(Coordinate labeling data)
▬▬▬

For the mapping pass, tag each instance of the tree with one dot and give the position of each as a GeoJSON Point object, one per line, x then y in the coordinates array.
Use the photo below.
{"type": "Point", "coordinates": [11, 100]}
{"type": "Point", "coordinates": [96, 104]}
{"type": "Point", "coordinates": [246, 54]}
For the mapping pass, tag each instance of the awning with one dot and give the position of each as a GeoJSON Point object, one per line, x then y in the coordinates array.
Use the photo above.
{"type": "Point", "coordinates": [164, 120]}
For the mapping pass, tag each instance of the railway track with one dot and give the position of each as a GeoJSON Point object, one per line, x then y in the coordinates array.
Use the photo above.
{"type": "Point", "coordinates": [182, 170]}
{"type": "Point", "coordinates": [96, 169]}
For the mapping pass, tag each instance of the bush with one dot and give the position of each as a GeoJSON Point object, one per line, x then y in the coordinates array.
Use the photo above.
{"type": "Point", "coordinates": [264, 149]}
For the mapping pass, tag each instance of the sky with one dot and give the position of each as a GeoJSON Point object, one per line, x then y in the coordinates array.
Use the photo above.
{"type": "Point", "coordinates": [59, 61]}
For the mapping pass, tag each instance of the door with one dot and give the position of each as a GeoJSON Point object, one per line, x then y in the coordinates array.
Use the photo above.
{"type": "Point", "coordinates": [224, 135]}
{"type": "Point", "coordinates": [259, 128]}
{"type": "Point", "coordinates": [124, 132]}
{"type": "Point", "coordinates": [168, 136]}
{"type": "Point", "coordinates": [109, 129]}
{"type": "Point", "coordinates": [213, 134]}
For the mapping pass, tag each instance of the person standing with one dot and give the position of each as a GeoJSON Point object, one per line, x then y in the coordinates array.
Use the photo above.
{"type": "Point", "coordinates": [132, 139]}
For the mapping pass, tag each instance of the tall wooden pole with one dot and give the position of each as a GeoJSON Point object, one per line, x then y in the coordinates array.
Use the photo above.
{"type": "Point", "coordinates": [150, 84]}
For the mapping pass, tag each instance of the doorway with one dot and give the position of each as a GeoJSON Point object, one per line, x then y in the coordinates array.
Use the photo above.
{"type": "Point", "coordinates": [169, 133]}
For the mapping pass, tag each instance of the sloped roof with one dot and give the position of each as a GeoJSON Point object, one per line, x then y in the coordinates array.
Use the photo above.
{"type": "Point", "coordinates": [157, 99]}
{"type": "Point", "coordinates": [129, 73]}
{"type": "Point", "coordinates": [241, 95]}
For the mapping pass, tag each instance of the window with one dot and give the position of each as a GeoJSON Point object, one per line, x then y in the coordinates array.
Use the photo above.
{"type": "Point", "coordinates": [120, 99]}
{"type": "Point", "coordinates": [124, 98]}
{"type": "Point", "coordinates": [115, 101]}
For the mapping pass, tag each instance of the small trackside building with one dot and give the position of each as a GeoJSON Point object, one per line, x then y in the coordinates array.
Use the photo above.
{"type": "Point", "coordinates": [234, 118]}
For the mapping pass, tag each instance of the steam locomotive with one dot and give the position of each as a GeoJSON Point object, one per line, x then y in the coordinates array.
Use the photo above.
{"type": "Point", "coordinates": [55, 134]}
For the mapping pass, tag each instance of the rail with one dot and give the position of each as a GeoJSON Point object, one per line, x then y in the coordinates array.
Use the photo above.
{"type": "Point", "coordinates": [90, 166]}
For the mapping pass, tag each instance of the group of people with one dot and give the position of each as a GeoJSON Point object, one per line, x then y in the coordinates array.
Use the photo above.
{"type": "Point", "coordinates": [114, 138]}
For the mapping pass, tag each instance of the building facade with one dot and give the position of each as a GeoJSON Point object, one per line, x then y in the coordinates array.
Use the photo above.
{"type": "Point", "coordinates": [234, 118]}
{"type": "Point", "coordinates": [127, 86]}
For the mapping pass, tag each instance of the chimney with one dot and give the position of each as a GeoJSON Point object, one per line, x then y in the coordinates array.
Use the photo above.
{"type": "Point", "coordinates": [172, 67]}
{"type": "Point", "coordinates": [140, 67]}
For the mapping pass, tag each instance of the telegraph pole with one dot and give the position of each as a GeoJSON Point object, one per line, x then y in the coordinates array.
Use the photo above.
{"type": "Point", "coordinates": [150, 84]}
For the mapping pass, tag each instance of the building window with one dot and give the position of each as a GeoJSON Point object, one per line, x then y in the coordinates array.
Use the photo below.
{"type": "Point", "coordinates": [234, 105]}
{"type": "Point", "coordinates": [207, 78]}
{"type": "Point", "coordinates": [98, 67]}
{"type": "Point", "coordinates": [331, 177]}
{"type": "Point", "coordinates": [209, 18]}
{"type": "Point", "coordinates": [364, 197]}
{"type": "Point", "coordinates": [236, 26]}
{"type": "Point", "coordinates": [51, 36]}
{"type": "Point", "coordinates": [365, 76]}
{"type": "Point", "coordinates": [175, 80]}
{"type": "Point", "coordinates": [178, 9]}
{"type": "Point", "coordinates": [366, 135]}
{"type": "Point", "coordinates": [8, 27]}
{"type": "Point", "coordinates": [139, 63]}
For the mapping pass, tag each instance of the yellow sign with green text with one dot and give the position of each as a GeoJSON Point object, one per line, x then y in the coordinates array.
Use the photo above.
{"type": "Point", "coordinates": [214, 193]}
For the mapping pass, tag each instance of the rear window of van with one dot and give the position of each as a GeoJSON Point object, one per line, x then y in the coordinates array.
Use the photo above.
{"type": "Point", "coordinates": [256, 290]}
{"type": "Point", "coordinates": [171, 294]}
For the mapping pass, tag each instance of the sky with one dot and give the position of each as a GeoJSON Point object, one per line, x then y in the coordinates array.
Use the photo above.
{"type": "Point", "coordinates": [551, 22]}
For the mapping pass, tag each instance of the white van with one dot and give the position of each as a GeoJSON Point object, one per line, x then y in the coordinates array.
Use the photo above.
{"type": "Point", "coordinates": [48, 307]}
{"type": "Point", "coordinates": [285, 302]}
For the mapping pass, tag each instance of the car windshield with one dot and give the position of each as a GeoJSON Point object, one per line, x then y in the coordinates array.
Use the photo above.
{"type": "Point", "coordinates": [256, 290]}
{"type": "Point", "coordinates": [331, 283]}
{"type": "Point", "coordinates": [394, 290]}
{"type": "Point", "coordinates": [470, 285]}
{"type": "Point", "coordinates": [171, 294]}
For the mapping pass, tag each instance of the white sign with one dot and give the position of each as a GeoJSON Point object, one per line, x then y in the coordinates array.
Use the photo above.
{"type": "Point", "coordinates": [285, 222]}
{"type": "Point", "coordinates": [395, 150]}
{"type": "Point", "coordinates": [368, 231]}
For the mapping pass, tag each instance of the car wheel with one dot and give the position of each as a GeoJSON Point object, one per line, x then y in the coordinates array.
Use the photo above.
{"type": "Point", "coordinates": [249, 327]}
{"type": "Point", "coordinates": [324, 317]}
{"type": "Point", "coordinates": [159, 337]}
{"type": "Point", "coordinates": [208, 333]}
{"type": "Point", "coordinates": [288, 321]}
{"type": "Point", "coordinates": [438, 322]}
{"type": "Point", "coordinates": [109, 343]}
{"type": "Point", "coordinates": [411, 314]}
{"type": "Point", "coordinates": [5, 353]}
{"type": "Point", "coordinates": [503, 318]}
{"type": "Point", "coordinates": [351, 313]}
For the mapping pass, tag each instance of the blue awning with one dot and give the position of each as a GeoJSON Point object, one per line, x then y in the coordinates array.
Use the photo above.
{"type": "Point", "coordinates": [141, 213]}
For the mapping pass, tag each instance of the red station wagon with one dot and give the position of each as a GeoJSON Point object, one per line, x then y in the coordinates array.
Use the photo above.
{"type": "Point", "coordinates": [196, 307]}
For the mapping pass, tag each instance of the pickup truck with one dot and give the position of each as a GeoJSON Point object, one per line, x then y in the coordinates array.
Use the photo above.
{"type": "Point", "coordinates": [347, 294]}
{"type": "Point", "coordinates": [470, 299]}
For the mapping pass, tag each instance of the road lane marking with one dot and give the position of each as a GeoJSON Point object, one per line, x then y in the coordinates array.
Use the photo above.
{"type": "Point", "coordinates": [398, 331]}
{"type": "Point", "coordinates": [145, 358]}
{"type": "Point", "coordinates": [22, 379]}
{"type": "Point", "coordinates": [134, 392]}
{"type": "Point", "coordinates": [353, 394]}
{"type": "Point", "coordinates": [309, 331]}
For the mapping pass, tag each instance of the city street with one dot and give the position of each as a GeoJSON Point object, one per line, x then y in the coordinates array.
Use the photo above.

▬▬▬

PROBLEM DETAILS — Reproduce, word for word, only the lines from the one that contains "For the mapping pass, tag each instance of the pickup" through the final line.

SOLUTION TO THE EXERCISE —
For the mapping pass, tag each instance of the pickup truck with one dot and give the position of each as a GeoJSON Point object, one per line, x then y in the coordinates array.
Use the photo above.
{"type": "Point", "coordinates": [347, 294]}
{"type": "Point", "coordinates": [470, 299]}
For the mapping pass, tag each instance of the road lane marking with one dot and give the position of each as a GeoJSON Point object, one per line, x then y in the coordinates array.
Use the photo above.
{"type": "Point", "coordinates": [398, 331]}
{"type": "Point", "coordinates": [145, 358]}
{"type": "Point", "coordinates": [22, 379]}
{"type": "Point", "coordinates": [134, 392]}
{"type": "Point", "coordinates": [353, 394]}
{"type": "Point", "coordinates": [309, 331]}
For the mapping pass, tag each instance of the city street with one dot and give the position of each as a GeoJSON Point object, one per line, x then y in the coordinates array.
Use the photo above.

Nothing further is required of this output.